* [Text passage]:
Thursday, December 18, 2014

Christmas Eve: Death on the Horizon of Salvation

Warning: This post is full of spoilers for Log Horizon's second season. This intro post has a notable spoiler from the first episode of the new season, so if you want to avoid all spoilers related to this series, do not read past the image.

Log Horizon is a show that really surprised me with how much depth it has. With equal parts worldbuilding and character development, it's pretty much everything I want from a videogame-inspired fantasy series. As such, I was very much looking forward to the second season. And despite starting off a bit weird, it soon proves its worth as it develops both the lead Shiroe and his ninja companion Akatsuki.

Christmas Eve is a great time to spend by an ethereal lake with your favorite ninja.
The first episode ends on a bit of an ominous note, with an unexplained time jump and a reveal that both Akatsuki and Shiroe have died in-game, and on Christmas Eve, too. The episodes afterwards reveal the circumstances which lead to their first game deaths, as well as what happens when they revive. As it turns out, for both Akatsuki and Shiroe, their death is a learning experience, and a start of significant character growth for both of them.

It's quite interestingly (and perhaps unintentionally) symbolic that they both died on Christmas Eve--the day before Christians celebrate the birth of Jesus Christ.

Further spoilers for later episodes follow after the jump.

* [What you need to do]: Copy the Log Horizon post again, everything from "It's quite interestingly" down to "after the jump.", substituting "meaningful" for "symbolic".

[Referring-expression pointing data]
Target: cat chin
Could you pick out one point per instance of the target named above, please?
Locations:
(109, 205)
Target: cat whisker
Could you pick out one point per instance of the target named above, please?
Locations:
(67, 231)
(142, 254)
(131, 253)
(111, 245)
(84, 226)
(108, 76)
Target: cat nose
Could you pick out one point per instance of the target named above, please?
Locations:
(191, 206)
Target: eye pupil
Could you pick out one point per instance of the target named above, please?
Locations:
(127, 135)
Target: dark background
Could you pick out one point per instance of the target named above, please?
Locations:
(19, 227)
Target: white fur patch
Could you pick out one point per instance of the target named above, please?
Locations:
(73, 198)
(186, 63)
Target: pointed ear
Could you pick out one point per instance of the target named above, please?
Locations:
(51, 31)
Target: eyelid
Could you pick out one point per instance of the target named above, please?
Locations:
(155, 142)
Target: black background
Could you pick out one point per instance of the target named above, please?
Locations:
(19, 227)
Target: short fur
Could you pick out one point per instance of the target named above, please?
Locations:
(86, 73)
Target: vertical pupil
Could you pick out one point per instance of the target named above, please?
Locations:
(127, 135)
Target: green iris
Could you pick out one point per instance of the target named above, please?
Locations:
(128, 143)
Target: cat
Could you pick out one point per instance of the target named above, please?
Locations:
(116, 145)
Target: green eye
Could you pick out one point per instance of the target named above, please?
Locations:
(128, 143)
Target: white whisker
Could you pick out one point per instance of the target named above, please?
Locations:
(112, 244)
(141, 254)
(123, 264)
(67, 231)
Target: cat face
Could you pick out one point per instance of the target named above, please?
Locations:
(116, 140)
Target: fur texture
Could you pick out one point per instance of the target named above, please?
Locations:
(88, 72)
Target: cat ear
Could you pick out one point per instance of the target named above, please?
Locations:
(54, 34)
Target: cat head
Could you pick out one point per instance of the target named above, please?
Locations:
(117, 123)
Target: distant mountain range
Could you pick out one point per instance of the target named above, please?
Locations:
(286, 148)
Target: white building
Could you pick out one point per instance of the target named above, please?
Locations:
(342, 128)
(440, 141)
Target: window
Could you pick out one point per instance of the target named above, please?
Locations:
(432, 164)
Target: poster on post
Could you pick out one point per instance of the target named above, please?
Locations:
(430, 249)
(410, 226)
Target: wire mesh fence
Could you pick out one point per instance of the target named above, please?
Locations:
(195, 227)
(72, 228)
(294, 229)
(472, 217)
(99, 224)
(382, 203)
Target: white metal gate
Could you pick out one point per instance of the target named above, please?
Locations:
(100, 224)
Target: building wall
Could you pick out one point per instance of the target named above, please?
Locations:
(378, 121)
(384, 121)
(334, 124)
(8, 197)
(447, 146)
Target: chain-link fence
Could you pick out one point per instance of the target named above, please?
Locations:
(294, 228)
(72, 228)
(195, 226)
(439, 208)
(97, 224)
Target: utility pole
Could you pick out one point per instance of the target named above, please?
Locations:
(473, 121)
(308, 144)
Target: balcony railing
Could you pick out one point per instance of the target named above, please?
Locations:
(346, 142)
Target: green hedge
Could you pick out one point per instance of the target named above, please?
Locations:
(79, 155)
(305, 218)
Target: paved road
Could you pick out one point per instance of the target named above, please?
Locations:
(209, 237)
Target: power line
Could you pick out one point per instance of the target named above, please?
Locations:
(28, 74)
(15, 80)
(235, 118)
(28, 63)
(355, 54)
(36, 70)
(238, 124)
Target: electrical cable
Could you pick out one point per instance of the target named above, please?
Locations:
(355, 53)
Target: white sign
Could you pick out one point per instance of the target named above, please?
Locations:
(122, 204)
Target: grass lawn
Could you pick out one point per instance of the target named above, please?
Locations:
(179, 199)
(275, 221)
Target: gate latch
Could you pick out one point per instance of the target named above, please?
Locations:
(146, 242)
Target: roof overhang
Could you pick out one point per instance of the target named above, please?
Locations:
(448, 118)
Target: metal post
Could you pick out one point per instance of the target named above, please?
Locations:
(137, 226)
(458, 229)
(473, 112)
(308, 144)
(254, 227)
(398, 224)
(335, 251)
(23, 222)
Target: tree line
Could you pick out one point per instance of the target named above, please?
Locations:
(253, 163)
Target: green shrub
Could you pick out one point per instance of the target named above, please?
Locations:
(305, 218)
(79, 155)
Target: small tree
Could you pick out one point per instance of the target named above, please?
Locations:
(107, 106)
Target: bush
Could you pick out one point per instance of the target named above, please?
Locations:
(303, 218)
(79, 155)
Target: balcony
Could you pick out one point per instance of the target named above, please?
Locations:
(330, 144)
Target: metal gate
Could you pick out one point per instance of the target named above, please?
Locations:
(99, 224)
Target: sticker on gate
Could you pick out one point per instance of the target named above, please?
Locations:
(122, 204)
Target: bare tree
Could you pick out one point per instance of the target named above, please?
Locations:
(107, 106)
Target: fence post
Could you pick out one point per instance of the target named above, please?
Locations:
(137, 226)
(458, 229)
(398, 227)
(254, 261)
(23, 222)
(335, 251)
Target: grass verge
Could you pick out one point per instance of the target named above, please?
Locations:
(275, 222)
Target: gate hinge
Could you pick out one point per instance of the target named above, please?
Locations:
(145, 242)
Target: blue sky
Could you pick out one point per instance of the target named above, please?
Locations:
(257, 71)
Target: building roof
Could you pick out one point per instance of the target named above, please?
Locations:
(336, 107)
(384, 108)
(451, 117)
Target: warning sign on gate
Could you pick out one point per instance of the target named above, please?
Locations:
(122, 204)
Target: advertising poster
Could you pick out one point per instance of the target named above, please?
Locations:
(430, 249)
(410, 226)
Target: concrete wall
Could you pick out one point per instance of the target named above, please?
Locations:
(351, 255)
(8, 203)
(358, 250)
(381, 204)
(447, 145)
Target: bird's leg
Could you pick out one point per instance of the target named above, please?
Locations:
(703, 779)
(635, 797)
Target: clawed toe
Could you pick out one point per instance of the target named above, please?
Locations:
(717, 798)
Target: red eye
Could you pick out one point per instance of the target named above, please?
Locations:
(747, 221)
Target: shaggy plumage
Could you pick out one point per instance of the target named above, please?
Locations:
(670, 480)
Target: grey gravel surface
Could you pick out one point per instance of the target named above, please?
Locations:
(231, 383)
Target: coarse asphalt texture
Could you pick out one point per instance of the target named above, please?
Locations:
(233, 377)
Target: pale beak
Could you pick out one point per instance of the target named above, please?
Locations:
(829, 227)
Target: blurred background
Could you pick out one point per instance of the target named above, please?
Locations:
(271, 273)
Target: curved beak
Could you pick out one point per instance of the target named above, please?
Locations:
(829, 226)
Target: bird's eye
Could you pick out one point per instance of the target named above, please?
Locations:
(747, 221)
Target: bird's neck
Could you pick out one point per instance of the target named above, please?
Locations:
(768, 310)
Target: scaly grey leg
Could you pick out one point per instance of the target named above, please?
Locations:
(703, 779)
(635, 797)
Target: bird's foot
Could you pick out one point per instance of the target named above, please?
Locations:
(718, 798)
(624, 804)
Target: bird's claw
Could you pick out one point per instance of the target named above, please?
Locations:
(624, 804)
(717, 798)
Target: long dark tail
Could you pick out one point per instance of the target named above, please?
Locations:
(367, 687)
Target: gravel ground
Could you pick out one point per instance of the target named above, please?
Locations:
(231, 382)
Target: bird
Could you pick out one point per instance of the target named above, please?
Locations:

* [Exercise response]:
It's quite interestingly (and perhaps unintentionally) meaningful that they both died on Christmas Eve--the day before Christians celebrate the birth of Jesus Christ.

Further spoilers for later episodes follow after the jump.